Task description:
Name every person the portfolio rationalization text quotes, by surname.

Document extract:
● ● ●
After the analysis was completed, QBE the Americas realized there were other companies it had acquired that had similar systems and challenges. Therefore, the company repeated the assessment process to incorporate its QBE Specialty, QBE Reinsurance, and QBE Latin Americas divisions and completed a final, enterprise end-state plan in January of this year.
Having a third party perform the analysis addressed QBE the America's resource constraints and helped overcome internal objections about entrenched systems, allowing the company to identify more applications for retirement than it otherwise might have, Buschur reports. With the analysis complete, all options are on the table for rationalization.
"We are going to buy some new solutions, but we found systems we already have we can leverage and enhance," Buschur says. "For instance, the study identified a personal lines system our architects confirmed all the units could use."
The analysis additionally identified opportunities for both expanding and, in some cases, reducing the use of outsourcing. "We uncovered we have several automation outsourcing arrangements in place we can eliminate by extending applications we already have elsewhere in the enterprise. That will free up several million dollars," Buschur indicates.
"We know what the end state is, so every opportunity our architects have had in projects to pick off pieces helps position us closer to that state," he says.
SHOW ME THE ROI
To be most effective, portfolio rationalization cannot be exclusively IT driven. "There needs to be top-down leadership from the executive level to get [rationalization] done on a scale where savings can be achieved on a companywide level vs. a business-unit level," Santucci says.
"I know CIOs who have started on rationalization and simplification and who have had architectural initiatives with all kinds of acronyms. But they ended up not being able to do anything because they didn't have the management support to act or even to create a decision structure that would bring people in and require them to talk through the options," Nelsestuen says.
"You need to show the metrics of rationalization and simplification," he adds. "If you have 1,000 applications and you cut that to 500, that has a tremendous impact. You also need to show metrics that demonstrate how much applications are actually used, because if you just ask people whether they're used, they'll say yes."
● ● ●
Data rows:

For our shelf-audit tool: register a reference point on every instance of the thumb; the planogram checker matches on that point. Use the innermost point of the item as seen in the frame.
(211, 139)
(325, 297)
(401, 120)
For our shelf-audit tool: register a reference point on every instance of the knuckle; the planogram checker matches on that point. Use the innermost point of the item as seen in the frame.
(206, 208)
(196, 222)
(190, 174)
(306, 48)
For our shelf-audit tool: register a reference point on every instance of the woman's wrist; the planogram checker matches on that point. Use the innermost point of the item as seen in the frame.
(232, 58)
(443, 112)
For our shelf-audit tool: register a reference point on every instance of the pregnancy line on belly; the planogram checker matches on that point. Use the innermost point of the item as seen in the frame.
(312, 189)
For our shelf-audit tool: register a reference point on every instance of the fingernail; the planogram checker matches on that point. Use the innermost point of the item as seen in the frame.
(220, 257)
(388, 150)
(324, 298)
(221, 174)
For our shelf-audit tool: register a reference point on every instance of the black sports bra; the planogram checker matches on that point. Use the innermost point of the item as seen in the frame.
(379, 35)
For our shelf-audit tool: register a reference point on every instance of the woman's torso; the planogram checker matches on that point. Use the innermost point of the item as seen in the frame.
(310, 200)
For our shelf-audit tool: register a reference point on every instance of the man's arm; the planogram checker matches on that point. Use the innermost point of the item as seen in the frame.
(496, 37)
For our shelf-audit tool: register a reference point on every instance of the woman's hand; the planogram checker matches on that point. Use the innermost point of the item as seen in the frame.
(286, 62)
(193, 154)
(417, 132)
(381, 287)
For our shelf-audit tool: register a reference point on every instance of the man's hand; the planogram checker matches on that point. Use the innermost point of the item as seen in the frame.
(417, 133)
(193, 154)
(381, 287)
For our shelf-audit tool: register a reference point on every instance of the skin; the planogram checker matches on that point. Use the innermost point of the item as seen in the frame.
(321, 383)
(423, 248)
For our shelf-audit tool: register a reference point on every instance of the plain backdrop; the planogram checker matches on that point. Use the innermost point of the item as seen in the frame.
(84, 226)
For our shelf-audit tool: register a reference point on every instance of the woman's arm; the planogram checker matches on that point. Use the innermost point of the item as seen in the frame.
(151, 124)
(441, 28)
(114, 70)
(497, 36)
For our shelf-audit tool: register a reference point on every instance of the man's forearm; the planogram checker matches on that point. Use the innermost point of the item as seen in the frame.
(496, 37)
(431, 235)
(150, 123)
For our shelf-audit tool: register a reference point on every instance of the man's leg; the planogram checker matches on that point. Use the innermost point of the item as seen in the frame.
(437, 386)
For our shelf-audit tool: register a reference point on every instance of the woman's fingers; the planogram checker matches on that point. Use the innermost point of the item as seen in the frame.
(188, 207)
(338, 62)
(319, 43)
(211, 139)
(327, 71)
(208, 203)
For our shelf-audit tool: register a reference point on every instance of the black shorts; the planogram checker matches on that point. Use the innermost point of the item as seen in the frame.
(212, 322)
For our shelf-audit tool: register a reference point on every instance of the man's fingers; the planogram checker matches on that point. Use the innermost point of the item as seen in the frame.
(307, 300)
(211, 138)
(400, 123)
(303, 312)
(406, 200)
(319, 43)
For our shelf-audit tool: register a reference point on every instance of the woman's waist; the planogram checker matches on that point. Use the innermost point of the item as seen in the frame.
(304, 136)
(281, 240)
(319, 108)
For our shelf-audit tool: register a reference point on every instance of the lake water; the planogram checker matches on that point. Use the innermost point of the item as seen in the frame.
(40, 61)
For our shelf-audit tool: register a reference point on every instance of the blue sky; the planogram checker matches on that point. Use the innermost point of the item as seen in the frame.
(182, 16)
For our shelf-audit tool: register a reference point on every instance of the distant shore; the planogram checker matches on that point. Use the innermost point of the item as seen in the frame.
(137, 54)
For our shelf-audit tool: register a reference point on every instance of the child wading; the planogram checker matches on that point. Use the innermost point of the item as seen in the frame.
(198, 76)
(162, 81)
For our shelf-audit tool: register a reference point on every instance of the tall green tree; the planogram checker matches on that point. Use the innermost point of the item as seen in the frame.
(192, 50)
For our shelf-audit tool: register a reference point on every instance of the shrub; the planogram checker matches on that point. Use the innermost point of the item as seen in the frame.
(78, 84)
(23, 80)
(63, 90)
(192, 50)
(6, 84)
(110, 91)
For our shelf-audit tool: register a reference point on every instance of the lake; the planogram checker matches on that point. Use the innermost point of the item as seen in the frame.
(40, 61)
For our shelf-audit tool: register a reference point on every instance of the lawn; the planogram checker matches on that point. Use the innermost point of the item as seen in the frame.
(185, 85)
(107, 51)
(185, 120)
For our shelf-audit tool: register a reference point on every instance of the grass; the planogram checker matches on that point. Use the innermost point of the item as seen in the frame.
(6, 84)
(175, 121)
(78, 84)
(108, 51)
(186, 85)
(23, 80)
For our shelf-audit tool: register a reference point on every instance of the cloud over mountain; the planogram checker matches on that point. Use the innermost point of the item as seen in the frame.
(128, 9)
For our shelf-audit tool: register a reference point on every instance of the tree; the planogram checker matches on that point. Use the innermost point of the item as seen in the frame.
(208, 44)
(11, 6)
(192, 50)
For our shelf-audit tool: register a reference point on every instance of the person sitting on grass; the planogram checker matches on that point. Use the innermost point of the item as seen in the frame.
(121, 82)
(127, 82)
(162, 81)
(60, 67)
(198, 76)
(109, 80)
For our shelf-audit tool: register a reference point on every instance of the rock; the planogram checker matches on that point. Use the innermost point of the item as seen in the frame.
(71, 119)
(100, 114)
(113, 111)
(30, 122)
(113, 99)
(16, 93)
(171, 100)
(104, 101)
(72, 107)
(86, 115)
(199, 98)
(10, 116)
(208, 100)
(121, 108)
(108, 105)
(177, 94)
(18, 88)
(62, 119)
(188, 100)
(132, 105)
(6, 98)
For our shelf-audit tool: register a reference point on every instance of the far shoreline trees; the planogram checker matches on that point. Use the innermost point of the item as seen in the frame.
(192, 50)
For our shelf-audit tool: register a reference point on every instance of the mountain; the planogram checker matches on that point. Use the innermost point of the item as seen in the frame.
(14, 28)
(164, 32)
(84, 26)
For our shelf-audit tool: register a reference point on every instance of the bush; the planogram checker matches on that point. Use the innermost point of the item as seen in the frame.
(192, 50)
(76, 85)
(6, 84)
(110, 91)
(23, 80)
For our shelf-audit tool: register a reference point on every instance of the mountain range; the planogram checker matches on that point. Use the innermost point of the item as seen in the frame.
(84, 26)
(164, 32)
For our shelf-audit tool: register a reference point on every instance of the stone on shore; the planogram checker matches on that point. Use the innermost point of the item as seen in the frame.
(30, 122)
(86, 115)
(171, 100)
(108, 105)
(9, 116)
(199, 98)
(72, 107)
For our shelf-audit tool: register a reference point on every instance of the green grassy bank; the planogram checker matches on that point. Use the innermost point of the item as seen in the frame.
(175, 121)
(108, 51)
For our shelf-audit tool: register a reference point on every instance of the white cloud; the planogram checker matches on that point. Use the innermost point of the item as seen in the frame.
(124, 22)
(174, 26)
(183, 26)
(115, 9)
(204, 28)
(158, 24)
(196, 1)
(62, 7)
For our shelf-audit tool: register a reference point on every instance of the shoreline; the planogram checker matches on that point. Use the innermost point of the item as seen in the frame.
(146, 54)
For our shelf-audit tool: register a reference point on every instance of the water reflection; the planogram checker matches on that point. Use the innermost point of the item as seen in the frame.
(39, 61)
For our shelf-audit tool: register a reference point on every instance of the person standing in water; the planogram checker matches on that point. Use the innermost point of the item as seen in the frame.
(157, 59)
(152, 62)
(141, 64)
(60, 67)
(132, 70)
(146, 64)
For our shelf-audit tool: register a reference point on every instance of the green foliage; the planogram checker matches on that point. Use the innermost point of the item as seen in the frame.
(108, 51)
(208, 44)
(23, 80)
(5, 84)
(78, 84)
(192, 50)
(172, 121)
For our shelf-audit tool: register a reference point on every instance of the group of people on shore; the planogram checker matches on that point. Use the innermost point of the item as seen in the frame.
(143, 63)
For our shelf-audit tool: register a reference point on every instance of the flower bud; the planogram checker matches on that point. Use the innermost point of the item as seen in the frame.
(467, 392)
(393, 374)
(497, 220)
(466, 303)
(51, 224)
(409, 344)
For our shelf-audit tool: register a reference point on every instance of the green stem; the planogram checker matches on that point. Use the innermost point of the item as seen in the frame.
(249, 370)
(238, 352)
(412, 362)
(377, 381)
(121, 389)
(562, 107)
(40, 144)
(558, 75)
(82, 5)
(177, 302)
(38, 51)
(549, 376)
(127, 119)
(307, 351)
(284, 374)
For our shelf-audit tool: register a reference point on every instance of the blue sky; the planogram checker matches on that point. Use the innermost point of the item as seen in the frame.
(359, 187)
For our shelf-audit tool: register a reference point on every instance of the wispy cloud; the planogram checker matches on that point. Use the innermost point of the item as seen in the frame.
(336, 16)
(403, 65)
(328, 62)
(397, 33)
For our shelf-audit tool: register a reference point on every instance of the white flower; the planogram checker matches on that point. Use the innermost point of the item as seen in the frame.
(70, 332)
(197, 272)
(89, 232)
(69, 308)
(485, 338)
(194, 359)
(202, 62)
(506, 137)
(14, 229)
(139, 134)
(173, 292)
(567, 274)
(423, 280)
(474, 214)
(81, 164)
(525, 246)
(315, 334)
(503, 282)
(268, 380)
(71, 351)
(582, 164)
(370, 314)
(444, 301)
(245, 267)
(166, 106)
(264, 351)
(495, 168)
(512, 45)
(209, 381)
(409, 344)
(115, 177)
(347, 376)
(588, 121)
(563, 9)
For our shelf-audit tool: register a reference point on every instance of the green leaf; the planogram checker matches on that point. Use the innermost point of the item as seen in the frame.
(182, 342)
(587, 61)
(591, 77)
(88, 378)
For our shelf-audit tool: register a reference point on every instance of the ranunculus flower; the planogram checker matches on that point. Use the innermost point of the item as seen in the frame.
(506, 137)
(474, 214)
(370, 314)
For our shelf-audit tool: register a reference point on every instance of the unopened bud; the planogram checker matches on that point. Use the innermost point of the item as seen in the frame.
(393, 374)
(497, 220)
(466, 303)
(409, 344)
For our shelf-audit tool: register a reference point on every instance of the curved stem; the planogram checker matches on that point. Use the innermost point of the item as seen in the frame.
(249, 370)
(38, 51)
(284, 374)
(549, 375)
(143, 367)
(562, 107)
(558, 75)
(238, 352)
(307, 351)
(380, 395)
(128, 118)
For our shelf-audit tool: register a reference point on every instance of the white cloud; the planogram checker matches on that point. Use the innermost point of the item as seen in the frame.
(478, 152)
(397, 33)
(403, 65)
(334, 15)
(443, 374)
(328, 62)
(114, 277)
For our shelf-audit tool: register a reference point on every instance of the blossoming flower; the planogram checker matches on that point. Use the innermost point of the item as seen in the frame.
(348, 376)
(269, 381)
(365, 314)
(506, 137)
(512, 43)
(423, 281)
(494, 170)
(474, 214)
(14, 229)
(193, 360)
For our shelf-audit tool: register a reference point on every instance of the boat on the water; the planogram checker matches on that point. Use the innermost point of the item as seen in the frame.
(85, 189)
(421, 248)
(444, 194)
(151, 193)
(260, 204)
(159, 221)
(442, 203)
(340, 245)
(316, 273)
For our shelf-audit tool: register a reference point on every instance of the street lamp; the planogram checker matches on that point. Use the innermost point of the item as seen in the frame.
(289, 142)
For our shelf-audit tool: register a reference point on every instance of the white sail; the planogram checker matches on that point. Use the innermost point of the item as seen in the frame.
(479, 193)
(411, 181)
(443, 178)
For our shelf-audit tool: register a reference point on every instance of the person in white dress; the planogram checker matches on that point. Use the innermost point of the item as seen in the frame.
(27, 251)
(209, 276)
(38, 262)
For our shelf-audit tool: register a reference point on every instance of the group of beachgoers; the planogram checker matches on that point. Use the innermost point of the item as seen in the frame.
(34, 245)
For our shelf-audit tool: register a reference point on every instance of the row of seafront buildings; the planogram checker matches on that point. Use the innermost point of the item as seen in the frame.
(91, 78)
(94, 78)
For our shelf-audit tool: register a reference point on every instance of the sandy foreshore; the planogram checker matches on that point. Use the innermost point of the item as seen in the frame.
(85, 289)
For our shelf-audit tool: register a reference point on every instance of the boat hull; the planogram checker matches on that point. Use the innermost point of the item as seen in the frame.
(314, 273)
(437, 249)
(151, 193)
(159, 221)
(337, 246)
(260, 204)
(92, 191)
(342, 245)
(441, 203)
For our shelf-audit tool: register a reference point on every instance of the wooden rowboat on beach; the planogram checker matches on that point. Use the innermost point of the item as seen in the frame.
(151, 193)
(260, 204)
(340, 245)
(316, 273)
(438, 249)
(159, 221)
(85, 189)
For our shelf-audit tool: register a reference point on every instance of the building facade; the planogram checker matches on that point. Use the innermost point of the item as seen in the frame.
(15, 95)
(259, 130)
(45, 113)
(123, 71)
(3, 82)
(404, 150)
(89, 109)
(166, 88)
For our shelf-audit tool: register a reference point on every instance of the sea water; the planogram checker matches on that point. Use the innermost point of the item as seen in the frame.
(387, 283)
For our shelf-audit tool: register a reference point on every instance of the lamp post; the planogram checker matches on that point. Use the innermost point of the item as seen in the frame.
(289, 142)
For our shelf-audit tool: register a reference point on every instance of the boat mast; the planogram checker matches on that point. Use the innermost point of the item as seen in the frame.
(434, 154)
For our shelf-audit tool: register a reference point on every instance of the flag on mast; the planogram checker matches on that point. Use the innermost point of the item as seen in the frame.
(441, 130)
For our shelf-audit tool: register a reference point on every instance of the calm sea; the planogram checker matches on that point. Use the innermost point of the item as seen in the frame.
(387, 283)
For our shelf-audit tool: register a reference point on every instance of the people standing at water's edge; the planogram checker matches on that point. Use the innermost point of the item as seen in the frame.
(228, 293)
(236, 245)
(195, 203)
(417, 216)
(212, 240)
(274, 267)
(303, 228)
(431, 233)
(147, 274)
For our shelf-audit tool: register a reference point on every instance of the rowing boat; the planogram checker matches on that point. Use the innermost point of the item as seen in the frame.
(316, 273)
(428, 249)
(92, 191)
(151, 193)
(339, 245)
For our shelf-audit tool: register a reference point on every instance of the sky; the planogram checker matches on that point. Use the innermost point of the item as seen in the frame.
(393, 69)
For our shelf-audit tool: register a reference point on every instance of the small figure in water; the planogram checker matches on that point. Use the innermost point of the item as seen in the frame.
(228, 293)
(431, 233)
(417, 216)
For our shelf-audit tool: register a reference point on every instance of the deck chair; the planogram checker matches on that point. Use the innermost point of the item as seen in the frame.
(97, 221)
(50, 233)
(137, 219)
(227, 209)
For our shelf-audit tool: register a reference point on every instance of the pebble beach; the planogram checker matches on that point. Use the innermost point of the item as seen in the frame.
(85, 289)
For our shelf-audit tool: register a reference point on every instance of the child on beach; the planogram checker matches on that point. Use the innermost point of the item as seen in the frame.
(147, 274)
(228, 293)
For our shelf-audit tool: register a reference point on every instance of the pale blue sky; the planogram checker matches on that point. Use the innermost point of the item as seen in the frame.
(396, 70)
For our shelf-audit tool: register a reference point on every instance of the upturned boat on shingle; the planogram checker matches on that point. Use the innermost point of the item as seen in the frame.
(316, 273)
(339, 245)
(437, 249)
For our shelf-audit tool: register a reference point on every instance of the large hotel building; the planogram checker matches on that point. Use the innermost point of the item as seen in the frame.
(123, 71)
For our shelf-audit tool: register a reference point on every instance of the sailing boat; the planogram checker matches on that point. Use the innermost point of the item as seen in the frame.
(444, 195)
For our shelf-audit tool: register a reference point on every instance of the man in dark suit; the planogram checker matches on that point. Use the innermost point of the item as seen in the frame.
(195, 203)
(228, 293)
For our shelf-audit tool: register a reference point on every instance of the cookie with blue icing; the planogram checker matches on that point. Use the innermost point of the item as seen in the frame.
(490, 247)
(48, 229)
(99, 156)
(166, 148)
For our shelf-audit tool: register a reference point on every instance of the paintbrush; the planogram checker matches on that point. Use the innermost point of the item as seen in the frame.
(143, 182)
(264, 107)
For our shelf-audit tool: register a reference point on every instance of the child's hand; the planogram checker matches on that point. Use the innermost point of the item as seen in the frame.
● ● ●
Result:
Buschur, Santucci, Nelsestuen